### Supplied passage
☆ ☆ ☆ ☆ ☆

10. The war began to change life at Devon for the boys. After shoveling snow at the railroad yard, Gene decides to enlist with Brinker Hadley.  Gene states:

  To enlist.  To slam the door impulsively on the past, to shed everything down to my last bit of clothing, to break a pattern of my life—that complex design I had been weaving since birth with all its dark threads, its unexplainable symbols set against a conventional background of domestic white and schoolboy blue, all those tangled strands which required the dexterity of a virtuoso to keep flowing—I yearned to take giant military shears to it, snap! Bitten off in an instant, and nothing left in my hands but spools of khaki which could weave only a plain, flat, khaki design, however twisted they might be (58). 

According to these lines, why does Gene want to enlist—what is his true motivation?  What does this reveal to us about Gene?

   
11. After Gene accomplishes many athletic feats during the Winter Carnival he states:

…to accept at the end of it amid the clatter of applause—for on this day even the schoolboy egotism of Devon was conjured away—a wreath made of evergreen trees which Phineas placed on head.  It wasn’t the cider which made me surpass myself, it was this liberation we had torn from the gray encroachments of 1943, the escape we had concocted, this afternoon of momentary, illusory, special and separate peace (81). 

What were the “gray encroachments of 1943”?  What was “the escape [they] had concocted”?  What was their “special and separate peace,” and why was it “momentary and illusory”?

   
12. When Leper tells Gene about a Section Eight, how many times does Leper mention the phrase “savage underneath”?  What does he mean by this?  How does Gene respond? Why?  How is his response similar to two previous incidents in the novel (hint: the tree and the Butt Room)?  How does this scene symbolize what is going on in the world outside the Devon campus?

☆ ☆ ☆ ☆ ☆

Segmentation mask data
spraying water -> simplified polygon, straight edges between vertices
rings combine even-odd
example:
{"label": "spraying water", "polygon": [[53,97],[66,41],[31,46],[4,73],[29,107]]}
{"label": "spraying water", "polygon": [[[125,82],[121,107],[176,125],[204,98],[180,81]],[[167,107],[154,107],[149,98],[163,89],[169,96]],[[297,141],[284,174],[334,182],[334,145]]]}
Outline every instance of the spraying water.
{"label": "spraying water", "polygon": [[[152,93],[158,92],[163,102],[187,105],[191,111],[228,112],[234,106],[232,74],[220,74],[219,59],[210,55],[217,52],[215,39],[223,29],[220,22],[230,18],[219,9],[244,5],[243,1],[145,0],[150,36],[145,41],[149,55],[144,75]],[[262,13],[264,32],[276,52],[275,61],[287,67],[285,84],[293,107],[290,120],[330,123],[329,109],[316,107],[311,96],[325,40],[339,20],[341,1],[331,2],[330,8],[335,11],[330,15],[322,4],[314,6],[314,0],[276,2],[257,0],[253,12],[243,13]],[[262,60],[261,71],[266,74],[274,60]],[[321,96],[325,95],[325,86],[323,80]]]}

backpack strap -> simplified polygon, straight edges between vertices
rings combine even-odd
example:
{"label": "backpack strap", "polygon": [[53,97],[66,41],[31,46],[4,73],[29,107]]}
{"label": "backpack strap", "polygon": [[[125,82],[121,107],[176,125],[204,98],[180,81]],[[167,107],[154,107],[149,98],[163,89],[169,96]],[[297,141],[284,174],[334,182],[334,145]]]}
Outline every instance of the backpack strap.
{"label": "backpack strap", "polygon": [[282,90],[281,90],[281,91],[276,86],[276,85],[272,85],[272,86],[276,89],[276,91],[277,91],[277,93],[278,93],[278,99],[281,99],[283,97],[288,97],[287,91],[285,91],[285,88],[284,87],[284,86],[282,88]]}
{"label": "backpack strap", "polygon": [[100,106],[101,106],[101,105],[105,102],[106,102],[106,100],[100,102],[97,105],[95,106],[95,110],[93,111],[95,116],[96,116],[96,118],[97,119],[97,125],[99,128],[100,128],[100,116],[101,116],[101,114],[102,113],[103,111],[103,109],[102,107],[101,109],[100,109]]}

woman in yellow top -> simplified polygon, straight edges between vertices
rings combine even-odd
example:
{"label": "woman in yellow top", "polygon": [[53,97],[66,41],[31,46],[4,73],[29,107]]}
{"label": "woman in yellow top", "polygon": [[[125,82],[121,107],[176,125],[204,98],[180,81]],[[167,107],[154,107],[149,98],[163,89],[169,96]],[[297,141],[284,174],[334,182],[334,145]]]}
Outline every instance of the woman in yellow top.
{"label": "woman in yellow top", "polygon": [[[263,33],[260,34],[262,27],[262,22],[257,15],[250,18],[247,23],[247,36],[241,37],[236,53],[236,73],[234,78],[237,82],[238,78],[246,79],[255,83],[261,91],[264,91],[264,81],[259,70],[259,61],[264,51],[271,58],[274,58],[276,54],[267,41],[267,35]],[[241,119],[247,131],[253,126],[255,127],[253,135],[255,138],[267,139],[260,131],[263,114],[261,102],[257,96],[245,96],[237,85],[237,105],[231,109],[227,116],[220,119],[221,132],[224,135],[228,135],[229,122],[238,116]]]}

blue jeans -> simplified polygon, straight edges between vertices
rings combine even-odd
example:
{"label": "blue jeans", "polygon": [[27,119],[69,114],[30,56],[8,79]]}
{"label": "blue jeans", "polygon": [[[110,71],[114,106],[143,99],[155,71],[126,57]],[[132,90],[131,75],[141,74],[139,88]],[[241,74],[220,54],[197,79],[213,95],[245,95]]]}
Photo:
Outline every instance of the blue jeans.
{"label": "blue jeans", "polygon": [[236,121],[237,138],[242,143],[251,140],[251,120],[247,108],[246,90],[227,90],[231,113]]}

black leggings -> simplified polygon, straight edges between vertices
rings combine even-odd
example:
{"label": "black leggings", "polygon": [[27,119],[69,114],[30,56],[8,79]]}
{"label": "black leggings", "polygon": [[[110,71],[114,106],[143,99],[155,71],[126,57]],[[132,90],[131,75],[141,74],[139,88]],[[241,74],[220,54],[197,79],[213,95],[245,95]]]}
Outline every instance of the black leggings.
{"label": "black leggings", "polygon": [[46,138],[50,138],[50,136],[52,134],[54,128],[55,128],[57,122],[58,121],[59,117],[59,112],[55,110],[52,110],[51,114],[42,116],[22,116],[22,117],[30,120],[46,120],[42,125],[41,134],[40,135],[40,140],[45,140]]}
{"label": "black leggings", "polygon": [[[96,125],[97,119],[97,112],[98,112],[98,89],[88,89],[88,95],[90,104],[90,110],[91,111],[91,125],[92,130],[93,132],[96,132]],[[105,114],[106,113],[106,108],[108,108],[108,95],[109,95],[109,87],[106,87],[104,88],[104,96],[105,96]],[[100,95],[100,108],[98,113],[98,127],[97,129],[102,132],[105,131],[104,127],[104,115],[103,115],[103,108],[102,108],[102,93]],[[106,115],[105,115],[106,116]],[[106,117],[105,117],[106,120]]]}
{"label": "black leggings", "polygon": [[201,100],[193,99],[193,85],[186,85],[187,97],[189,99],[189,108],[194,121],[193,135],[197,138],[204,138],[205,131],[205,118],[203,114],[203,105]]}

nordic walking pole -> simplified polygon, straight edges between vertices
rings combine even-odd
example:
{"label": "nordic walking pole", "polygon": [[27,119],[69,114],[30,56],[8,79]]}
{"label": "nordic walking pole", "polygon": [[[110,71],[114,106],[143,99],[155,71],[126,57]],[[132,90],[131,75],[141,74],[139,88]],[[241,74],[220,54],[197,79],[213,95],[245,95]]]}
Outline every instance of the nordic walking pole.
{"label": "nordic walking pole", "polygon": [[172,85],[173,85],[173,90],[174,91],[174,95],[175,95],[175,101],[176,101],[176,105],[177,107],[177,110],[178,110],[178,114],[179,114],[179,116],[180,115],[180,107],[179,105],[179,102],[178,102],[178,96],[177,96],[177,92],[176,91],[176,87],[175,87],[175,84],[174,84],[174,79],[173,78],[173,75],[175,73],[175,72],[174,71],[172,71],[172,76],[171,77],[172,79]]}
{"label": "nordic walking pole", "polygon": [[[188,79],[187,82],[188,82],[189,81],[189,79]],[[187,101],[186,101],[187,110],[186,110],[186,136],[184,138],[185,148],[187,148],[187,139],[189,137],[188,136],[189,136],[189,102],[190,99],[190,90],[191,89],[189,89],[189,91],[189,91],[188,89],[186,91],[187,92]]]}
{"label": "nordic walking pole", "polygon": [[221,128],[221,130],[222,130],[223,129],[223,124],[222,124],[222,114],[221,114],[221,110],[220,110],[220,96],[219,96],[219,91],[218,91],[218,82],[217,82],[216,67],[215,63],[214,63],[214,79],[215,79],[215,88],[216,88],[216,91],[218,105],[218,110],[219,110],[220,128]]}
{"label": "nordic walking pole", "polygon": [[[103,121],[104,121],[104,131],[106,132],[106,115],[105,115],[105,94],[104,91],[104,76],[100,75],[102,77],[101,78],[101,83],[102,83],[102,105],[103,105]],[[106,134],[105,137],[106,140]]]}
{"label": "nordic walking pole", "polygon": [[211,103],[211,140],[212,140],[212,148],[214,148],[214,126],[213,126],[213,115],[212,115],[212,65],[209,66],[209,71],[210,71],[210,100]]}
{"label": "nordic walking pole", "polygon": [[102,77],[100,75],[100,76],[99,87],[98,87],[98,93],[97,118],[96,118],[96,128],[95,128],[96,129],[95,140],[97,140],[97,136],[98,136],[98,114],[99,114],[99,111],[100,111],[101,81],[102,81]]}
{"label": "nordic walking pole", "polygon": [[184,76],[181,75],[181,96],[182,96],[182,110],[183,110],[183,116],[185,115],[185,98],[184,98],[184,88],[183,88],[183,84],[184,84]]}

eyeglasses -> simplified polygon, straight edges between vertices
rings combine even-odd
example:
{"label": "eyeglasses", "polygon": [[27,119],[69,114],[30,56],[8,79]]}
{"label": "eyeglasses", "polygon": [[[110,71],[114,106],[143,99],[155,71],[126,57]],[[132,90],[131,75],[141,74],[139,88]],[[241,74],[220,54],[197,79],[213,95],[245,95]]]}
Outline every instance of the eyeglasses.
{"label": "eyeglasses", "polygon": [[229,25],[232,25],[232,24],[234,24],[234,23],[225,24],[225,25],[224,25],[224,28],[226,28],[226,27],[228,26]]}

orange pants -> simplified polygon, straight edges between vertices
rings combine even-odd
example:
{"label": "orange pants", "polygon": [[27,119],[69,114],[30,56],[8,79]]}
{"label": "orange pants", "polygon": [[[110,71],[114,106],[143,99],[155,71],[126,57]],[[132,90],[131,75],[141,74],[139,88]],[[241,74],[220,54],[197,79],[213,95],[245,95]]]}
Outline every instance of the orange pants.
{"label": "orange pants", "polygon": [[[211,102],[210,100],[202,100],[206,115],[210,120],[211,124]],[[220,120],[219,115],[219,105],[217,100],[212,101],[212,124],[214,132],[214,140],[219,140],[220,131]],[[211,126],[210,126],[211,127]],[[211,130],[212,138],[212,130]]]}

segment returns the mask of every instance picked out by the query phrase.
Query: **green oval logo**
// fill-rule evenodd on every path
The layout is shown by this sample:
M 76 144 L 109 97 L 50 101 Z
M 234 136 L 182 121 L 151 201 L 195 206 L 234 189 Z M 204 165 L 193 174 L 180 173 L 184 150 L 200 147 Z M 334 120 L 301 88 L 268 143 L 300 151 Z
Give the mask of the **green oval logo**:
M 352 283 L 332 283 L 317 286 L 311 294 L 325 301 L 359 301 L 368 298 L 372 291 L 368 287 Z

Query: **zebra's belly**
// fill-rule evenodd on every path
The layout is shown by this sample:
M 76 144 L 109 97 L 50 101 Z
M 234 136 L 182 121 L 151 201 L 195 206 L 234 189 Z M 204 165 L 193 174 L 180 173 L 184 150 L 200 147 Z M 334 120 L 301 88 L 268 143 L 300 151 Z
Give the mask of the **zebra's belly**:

☆ ☆ ☆ ☆ ☆

### Directions
Update the study questions between "According to these" and "separate peace (81).", inclusive, changing "Winter Carnival" to "Winter Festival".

### Reply to the exercise
According to these lines, why does Gene want to enlist—what is his true motivation?  What does this reveal to us about Gene?

   
11. After Gene accomplishes many athletic feats during the Winter Festival he states:

…to accept at the end of it amid the clatter of applause—for on this day even the schoolboy egotism of Devon was conjured away—a wreath made of evergreen trees which Phineas placed on head.  It wasn’t the cider which made me surpass myself, it was this liberation we had torn from the gray encroachments of 1943, the escape we had concocted, this afternoon of momentary, illusory, special and separate peace (81).